Article:
════════

Disadvantages of cursors

Each time you fetch a row from the cursor,it results in a network round trip, where as a normal SELECT query makes only one round trip, however large the resultset is. Further, there are restrictions on the SELECT statements that can be used with some types of cursors.

Triggers

Triggers are special kind of stored procedures that get executed automatically when an INSERT, UPDATE or DELETE operation takes place on a table. Triggers can’t be invoked on demand. They get triggered only when an associated action (INSERT, UPDATE, DELETE) happens on the table on which they are defined.

Joins

  • A Visual Explanation of SQL Joins - Coding Horror
  • http://publib.boulder.ibm.com/infocenter/iseries/v5r4/index.jsp?topic=%2Fsqlp%2Frbafyjoin.htm

  • Inner Join (ANSI supported)
    • Records in both table A and table B where the given condition matches. e.g, SELECT * FROM TableA INNER JOIN TableB ON TableA.name = TableB.name
  • Cross Join (ANSI supported)
    • Every possible pair of rows from both the tables. Basically a cartesian product
    • If no condition is provided in Inner join, then it becomes a cross join. e.g., SELECT * FROM TableA CROSS JOIN TableB
  • Left Outer Join (ANSI supported)
    • produces a complete set of records from Table A, with the matching records (where available) in Table B. If there is no match, the right side will contain null.
    • e.g., SELECT * FROM TableA LEFT OUTER JOIN TableB ON TableA.name = TableB.name
  • Right Outer Join (ANSI supported)
    • e.g., SELECT * FROM TableA RIGHT OUTER JOIN TableB ON TableA.name = TableB.name
  • Full Outer Join (ANSI supported)
    • Full Outer Join = Left Outer + Right Outer. e.g., SELECT * FROM TableA FULL OUTER JOIN TableB ON TableA.name = TableB.name
  • Outer Join
    • Records NOT in table A and table B where the given condition matches. e.g, SELECT * FROM TableA FULL OUTER JOIN TableB ON TableA.name = TableB.name WHERE TableA.id IS null OR TableB.id IS null
  • Exception join - A left exception join returns only the rows from the first table that do not have a match in the second table.

════════

Extracted records:
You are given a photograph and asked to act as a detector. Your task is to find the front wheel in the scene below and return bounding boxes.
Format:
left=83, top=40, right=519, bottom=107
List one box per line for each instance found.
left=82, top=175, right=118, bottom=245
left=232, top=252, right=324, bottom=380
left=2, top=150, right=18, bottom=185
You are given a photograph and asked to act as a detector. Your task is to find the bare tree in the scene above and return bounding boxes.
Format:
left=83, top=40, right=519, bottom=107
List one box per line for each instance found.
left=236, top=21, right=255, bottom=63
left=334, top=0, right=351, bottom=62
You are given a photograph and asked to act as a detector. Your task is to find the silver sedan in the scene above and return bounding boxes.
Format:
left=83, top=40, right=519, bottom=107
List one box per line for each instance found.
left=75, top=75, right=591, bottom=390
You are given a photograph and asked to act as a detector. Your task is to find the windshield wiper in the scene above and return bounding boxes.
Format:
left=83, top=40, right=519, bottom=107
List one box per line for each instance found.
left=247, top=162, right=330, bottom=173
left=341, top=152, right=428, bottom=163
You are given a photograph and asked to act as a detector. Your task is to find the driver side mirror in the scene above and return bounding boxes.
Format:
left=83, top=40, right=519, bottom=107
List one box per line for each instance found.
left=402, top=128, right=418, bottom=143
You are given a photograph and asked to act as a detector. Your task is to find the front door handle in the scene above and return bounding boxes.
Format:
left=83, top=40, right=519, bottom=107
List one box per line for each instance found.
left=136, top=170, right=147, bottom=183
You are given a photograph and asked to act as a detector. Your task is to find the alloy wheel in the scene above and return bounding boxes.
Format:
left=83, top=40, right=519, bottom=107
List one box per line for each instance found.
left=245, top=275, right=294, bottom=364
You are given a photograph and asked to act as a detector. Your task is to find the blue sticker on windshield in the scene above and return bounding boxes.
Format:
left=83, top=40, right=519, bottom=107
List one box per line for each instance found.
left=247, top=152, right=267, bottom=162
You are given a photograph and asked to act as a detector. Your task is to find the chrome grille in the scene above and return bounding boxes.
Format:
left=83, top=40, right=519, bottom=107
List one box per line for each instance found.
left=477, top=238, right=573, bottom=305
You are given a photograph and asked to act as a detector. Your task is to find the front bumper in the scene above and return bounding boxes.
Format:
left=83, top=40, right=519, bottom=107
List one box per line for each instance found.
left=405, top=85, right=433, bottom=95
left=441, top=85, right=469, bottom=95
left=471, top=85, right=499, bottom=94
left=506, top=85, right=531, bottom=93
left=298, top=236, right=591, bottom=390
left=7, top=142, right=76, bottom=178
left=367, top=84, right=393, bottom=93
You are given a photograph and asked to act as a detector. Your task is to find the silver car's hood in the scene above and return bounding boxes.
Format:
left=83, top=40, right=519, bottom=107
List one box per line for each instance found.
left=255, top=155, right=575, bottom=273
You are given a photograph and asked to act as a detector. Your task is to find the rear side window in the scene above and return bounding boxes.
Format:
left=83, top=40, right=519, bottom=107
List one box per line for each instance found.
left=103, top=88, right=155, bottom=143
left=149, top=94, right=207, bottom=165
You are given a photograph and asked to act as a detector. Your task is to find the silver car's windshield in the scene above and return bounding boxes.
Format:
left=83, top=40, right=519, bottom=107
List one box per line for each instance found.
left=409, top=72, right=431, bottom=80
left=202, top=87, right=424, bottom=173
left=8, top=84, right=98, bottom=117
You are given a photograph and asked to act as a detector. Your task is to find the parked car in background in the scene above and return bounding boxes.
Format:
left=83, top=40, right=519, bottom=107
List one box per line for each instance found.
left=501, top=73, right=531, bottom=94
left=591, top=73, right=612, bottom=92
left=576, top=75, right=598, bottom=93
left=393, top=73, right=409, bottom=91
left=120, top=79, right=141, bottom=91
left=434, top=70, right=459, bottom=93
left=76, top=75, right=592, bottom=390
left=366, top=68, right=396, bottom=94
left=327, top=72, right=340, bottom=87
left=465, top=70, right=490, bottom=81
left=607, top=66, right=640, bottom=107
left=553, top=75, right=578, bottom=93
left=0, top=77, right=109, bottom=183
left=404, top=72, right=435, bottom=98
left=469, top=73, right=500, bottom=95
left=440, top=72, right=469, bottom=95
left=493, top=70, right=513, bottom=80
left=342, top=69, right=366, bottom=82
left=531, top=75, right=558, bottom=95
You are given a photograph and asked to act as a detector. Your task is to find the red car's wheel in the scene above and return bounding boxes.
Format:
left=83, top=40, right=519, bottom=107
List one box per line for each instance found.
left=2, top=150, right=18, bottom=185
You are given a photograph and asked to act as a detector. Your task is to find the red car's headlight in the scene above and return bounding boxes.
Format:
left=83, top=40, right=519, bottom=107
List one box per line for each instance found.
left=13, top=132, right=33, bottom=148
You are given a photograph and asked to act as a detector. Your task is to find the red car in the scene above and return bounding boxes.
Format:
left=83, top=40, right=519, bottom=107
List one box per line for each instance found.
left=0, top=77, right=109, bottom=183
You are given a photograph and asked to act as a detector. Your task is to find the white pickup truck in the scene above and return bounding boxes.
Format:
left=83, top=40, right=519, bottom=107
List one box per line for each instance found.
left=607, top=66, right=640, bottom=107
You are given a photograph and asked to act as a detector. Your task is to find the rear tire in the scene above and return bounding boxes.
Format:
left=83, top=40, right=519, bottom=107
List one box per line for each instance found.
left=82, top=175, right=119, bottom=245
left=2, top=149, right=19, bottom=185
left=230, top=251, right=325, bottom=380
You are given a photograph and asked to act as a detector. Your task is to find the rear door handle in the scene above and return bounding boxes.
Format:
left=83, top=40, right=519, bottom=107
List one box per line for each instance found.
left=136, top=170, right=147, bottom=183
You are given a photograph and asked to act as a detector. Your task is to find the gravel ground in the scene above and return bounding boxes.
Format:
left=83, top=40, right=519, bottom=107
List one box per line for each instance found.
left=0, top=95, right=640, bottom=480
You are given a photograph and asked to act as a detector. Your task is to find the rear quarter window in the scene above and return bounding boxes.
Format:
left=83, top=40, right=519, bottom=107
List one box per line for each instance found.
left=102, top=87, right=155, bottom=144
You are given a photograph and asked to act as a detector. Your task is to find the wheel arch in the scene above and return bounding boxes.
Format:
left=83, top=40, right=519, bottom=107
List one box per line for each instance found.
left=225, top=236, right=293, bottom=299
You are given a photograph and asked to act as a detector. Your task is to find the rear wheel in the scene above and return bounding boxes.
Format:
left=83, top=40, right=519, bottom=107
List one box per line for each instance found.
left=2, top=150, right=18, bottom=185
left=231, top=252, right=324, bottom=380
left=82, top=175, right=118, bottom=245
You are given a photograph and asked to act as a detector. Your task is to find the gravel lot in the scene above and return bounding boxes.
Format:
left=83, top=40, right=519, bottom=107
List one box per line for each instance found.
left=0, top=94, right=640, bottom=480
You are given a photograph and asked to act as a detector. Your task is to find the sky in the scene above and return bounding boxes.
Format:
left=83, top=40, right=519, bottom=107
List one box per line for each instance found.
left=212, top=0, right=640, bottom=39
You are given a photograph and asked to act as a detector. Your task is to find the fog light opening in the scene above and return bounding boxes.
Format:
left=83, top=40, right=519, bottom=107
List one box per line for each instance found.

════════

Tasks to perform:
1) Answer these questions using the SQL notes above:
(a) How many network round trips does a normal SELECT query make?
(b) Which three operations on a table cause a trigger to execute?
(c) What does a left exception join return?
2) Please reproduce the SQL notes word for word, starting at "Triggers are special" and ending at "they are defined.".

Responses per task:
1)
(a) Only one, however large the resultset is.
(b) INSERT, UPDATE, and DELETE.
(c) Only the rows from the first table that do not have a match in the second table.

2)
Triggers are special kind of stored procedures that get executed automatically when an INSERT, UPDATE or DELETE operation takes place on a table. Triggers can’t be invoked on demand. They get triggered only when an associated action (INSERT, UPDATE, DELETE) happens on the table on which they are defined.